### STATED TASK
Present the part of the material below that opens with the line containing "Annotation task — point out every instance of the white parking" and closes with the line containing "670), (151, 815)]" as a numbered list, one line per item and no blank lines.

[Dataset rows showing where objects appear]
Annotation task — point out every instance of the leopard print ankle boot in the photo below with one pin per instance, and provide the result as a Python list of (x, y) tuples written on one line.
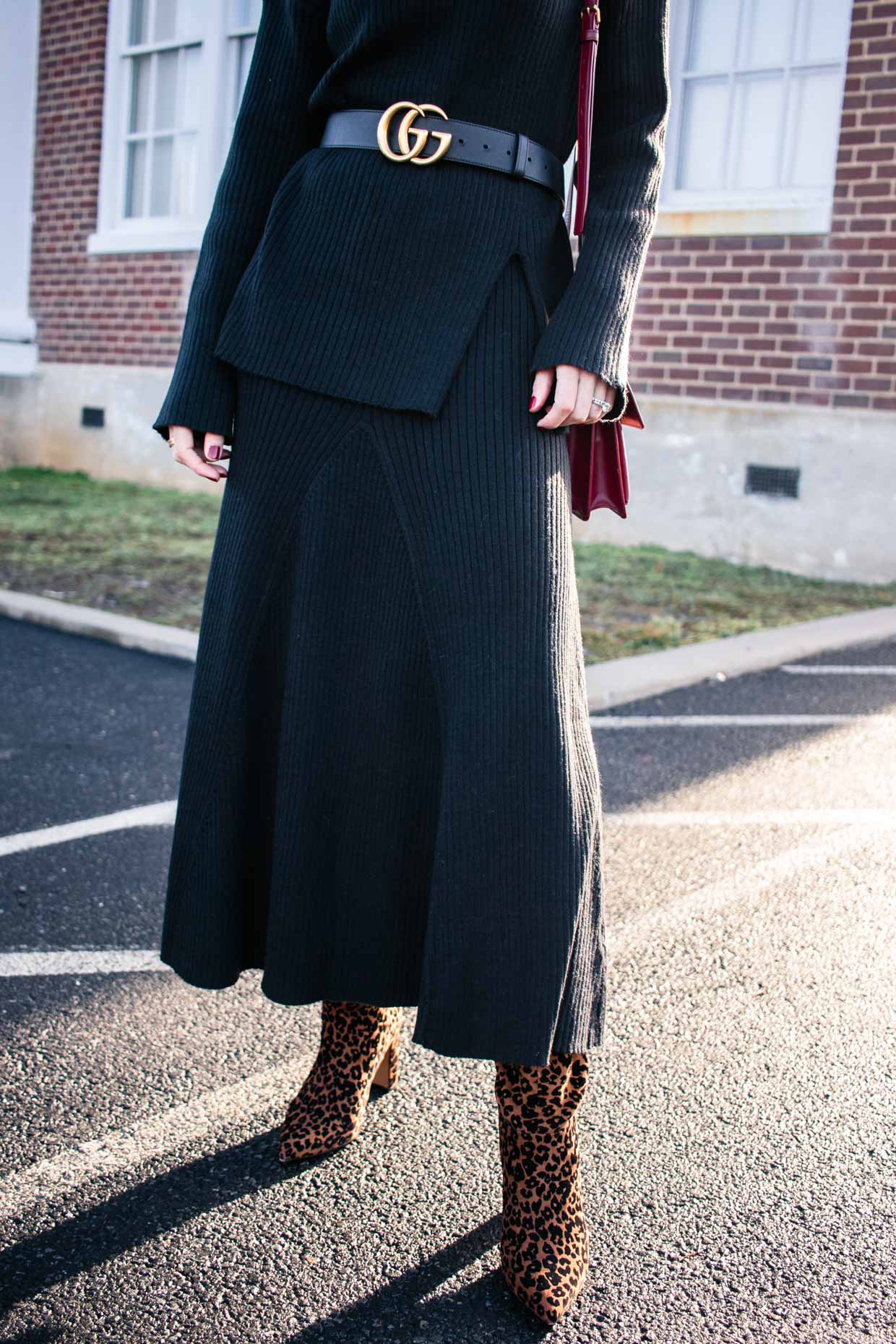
[(359, 1048), (544, 1234)]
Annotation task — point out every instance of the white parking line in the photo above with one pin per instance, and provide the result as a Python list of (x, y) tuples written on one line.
[(123, 1150), (70, 962), (731, 720), (163, 815), (759, 817), (120, 1150), (838, 670), (151, 815)]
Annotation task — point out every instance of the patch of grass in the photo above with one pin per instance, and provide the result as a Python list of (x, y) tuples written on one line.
[(144, 551), (133, 548), (638, 598)]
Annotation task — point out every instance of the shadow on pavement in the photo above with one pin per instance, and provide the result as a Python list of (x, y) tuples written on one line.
[(165, 1202)]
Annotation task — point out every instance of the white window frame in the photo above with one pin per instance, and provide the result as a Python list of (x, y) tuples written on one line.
[(697, 212), (116, 233)]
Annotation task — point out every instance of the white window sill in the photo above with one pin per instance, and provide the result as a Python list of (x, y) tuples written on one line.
[(695, 217), (145, 240)]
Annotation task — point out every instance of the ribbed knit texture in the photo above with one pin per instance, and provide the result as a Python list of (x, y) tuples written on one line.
[(390, 791), (344, 273)]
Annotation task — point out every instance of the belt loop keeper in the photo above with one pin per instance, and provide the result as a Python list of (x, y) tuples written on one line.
[(522, 155)]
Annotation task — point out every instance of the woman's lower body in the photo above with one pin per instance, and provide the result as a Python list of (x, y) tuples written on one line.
[(390, 792)]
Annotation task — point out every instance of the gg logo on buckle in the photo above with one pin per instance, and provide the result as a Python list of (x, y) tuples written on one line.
[(410, 153)]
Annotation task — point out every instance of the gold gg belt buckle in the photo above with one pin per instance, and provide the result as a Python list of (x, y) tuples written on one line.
[(411, 153)]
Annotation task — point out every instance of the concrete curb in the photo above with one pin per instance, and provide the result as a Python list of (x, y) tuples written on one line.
[(621, 681), (128, 631), (616, 681)]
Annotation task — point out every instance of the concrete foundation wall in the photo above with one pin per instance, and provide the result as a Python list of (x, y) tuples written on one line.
[(686, 468), (686, 473), (40, 423)]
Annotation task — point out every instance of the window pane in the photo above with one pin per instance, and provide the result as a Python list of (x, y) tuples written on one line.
[(165, 20), (184, 201), (163, 159), (139, 26), (136, 179), (245, 48), (165, 116), (824, 30), (814, 128), (767, 31), (246, 14), (176, 19), (191, 90), (714, 26), (758, 112), (703, 134), (139, 119)]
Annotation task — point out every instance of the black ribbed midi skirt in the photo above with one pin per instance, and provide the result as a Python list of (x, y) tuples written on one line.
[(390, 791)]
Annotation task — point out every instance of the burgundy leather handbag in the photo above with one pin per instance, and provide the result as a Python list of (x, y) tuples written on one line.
[(598, 470)]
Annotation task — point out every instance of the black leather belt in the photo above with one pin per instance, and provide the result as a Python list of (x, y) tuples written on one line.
[(422, 134)]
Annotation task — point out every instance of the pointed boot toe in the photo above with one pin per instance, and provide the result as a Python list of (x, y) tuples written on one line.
[(359, 1050)]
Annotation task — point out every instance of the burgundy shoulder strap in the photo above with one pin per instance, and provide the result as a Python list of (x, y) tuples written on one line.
[(587, 64)]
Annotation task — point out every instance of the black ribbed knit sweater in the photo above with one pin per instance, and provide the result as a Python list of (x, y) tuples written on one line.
[(350, 275)]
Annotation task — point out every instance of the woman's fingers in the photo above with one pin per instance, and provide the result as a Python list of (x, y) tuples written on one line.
[(575, 395), (566, 386), (215, 449), (542, 386), (183, 448)]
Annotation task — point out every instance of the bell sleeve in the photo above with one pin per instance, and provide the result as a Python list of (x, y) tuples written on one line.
[(591, 323), (273, 129)]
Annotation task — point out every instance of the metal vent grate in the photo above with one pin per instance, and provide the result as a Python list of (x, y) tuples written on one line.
[(782, 481)]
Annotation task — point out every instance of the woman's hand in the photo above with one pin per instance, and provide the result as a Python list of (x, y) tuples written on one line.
[(202, 453), (572, 397)]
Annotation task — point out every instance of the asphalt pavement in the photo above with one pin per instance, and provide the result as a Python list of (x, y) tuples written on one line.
[(738, 1132)]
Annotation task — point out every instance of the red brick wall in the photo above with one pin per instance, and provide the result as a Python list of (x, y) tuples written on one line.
[(95, 309), (800, 319)]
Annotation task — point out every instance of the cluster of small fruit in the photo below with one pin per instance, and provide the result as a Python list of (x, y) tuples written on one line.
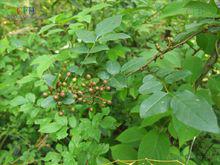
[(85, 90)]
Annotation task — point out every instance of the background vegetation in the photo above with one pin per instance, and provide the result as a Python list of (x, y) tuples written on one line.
[(117, 81)]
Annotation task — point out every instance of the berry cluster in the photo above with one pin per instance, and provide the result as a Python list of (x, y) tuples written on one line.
[(84, 90)]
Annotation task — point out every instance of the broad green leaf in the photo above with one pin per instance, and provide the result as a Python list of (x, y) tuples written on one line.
[(177, 76), (194, 112), (50, 127), (150, 85), (183, 131), (72, 121), (123, 152), (4, 44), (43, 63), (155, 104), (86, 36), (45, 28), (113, 67), (69, 99), (108, 25), (54, 31), (189, 64), (49, 79), (62, 133), (206, 42), (154, 145), (48, 102), (113, 37), (174, 8), (117, 51), (200, 9), (132, 134), (62, 120), (133, 65), (19, 100), (108, 123), (52, 156), (30, 97), (98, 48), (119, 82), (152, 119)]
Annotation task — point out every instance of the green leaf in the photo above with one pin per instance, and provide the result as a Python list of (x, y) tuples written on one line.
[(189, 64), (131, 134), (113, 67), (194, 112), (86, 36), (113, 37), (151, 85), (155, 104), (174, 8), (98, 48), (206, 42), (69, 99), (48, 102), (50, 127), (49, 79), (52, 156), (133, 65), (108, 123), (19, 100), (54, 31), (43, 63), (184, 132), (108, 25), (72, 121), (119, 82), (123, 152), (4, 44), (45, 28), (117, 51), (154, 145), (177, 76), (62, 133), (200, 9), (30, 97), (152, 119)]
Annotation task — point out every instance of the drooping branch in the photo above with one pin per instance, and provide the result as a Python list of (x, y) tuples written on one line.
[(161, 53), (209, 64)]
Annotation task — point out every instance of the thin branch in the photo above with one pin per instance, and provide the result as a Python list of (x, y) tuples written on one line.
[(209, 65), (190, 151), (160, 53), (145, 159)]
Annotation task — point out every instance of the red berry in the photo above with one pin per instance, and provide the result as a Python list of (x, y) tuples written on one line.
[(88, 76), (109, 102), (91, 90), (62, 94), (90, 109), (45, 94), (68, 74), (74, 79), (64, 83), (56, 97), (108, 88), (61, 113), (105, 81), (59, 103)]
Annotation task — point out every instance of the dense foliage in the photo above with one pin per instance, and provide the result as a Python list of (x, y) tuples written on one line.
[(115, 81)]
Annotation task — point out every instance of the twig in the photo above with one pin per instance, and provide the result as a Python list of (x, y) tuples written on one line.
[(160, 53), (145, 159), (209, 65), (190, 151)]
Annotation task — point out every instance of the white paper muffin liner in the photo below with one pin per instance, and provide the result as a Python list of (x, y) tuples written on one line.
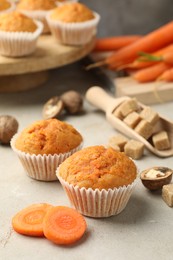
[(39, 15), (97, 203), (18, 44), (10, 9), (41, 167), (73, 33)]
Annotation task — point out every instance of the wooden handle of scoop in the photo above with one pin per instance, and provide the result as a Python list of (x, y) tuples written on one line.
[(100, 98)]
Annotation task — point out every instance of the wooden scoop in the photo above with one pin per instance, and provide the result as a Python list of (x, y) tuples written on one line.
[(99, 98)]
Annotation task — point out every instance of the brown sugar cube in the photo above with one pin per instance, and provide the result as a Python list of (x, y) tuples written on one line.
[(117, 113), (149, 115), (161, 140), (118, 140), (144, 129), (167, 194), (132, 119), (134, 149), (129, 106)]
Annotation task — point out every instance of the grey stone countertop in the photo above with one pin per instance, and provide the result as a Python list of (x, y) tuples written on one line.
[(142, 231)]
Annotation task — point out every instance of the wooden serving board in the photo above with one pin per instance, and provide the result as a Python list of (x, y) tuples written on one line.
[(49, 54), (19, 74), (146, 93)]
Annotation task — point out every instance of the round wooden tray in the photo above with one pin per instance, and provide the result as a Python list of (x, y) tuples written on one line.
[(15, 72)]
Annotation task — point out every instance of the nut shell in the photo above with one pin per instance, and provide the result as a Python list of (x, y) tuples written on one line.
[(158, 182), (8, 127)]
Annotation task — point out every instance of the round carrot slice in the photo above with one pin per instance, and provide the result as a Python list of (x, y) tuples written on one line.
[(63, 225), (29, 221)]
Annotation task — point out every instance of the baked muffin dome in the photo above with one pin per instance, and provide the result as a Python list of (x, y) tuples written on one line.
[(72, 13), (98, 167), (16, 22), (36, 5), (50, 136), (4, 5)]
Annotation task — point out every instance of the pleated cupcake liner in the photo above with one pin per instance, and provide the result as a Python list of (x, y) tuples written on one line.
[(18, 44), (97, 203), (73, 33), (41, 167)]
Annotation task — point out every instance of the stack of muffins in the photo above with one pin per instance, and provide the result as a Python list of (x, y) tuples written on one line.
[(70, 22)]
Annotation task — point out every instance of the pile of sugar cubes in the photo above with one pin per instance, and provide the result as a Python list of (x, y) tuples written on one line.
[(143, 121)]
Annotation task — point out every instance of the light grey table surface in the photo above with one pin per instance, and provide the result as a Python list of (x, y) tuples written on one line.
[(142, 231)]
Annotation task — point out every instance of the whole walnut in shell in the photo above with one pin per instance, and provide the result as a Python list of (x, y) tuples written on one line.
[(8, 127)]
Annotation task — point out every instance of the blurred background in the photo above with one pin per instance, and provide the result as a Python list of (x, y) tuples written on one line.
[(130, 16)]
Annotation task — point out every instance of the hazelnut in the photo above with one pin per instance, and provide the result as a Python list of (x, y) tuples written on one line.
[(8, 127), (154, 178), (53, 107), (73, 101)]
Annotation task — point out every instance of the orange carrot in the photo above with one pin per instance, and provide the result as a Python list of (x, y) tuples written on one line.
[(166, 57), (151, 73), (63, 225), (139, 64), (167, 75), (149, 43), (114, 43), (29, 221)]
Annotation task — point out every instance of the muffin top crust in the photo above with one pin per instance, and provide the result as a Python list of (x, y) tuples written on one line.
[(50, 136), (98, 167), (4, 5), (16, 22), (72, 13), (32, 5)]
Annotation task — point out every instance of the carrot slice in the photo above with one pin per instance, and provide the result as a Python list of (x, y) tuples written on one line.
[(63, 225), (29, 221)]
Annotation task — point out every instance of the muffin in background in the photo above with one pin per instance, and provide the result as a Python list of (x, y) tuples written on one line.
[(6, 6), (98, 181), (37, 9), (43, 145), (73, 23), (18, 34), (62, 2)]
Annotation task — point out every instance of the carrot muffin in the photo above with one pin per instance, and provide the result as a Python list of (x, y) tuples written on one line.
[(6, 6), (37, 9), (43, 145), (73, 23), (98, 180), (18, 34)]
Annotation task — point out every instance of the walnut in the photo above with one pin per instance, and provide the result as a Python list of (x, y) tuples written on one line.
[(53, 107), (73, 101), (8, 127)]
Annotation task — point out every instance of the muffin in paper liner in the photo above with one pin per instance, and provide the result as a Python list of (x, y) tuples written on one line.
[(18, 44), (73, 33), (41, 167), (98, 203), (10, 9)]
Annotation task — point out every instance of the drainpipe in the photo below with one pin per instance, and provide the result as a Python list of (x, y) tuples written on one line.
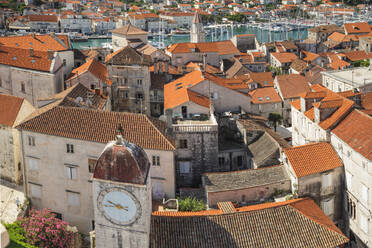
[(23, 165)]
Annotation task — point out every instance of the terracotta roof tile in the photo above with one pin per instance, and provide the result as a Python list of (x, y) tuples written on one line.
[(21, 58), (37, 42), (98, 126), (128, 29), (356, 131), (9, 108), (220, 47), (175, 93), (260, 225), (355, 28), (312, 158), (43, 18), (296, 104), (284, 57), (292, 85), (264, 95), (98, 69)]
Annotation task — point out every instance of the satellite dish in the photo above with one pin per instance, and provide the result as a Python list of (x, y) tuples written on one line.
[(78, 99)]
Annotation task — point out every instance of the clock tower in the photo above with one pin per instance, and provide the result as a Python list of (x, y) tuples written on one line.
[(122, 196)]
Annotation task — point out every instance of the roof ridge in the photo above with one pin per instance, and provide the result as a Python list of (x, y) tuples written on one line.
[(152, 124), (308, 144), (314, 220)]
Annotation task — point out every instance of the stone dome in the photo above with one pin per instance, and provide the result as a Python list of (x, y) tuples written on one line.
[(124, 162)]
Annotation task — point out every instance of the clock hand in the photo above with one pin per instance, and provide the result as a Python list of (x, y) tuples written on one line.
[(118, 206)]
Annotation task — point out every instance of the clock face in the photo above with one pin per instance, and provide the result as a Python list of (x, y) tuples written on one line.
[(119, 206)]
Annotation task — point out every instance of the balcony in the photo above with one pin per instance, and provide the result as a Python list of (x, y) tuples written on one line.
[(327, 190), (156, 98)]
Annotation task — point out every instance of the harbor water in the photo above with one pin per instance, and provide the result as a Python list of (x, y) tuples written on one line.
[(213, 34)]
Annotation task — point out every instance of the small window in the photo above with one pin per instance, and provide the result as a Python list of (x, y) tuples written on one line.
[(185, 167), (71, 172), (91, 164), (33, 164), (183, 143), (364, 223), (31, 141), (239, 160), (364, 190), (35, 190), (58, 215), (221, 161), (70, 148), (73, 198), (156, 160), (23, 87)]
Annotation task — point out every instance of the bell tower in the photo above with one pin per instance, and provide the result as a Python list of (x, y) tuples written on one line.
[(122, 196), (197, 31)]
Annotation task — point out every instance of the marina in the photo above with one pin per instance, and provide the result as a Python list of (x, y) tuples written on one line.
[(214, 33)]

### RESULT OF THE EXERCISE
1. Annotation task — point out every instance of the white parking line in the photo above with one pin per instance, and provide the result as a Python list of (x, y) tuples written on one line.
2. [(123, 1150), (70, 962), (731, 720), (163, 815), (759, 817), (120, 1150), (838, 670), (151, 815)]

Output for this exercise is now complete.